What is Diet Coke?

Diet Coke is described on the Diet Coke website as follows:

What is diet Coke? It’s a snowstorm, massages, and bubble baths. It’s love handles, freckles, and bunny slippers. It’s a sense of humour, a sense of style, and a sense of self. It’s whatever makes you happy. Enjoy.
What actually is Diet Coke? This is described by McDonalds as follows:
Carbonated water, caramel color, phosphoric acid, sodium saccharin, potassium benzoate (to protect taste), natural flavors (vegetable source), citric acid, caffeine, potassium citrate, aspartame, dimethylpolysiloxane. Phenylketonurics: Aspartame contains phenylalanine. Use of saccharin in this product may be hazardous to your health. This ingredient has been determined to cause cancer in laboratory animals.
Just in case you were wondering, dimethylpolysiloxane is silicone oil. Phenylketonuria is a genetic disorder that, untreated, causes brain damage as a result of the accumulation too much phenylalanine, hence the warning from McDonalds to those so-affected.

__Tasks__:
• a. In the Diet Coke text, what is dimethylpolysiloxane?
• b. Rewrite the Diet Coke text from "What is diet Coke? It’s" to "you happy. Enjoy.", putting "wool socks" in place of "bunny slippers".

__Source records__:
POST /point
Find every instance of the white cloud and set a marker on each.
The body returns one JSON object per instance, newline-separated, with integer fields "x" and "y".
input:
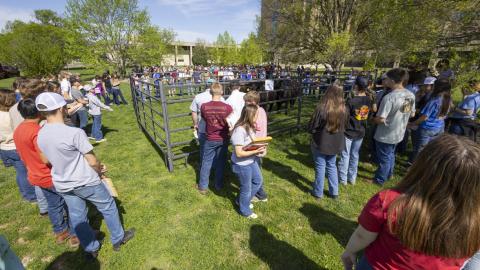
{"x": 10, "y": 14}
{"x": 202, "y": 7}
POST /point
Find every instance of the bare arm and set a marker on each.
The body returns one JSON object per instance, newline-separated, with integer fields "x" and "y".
{"x": 360, "y": 239}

__Responses for each task__:
• a. Silicone oil.

• b.
What is diet Coke? It’s a snowstorm, massages, and bubble baths. It’s love handles, freckles, and wool socks. It’s a sense of humour, a sense of style, and a sense of self. It’s whatever makes you happy. Enjoy.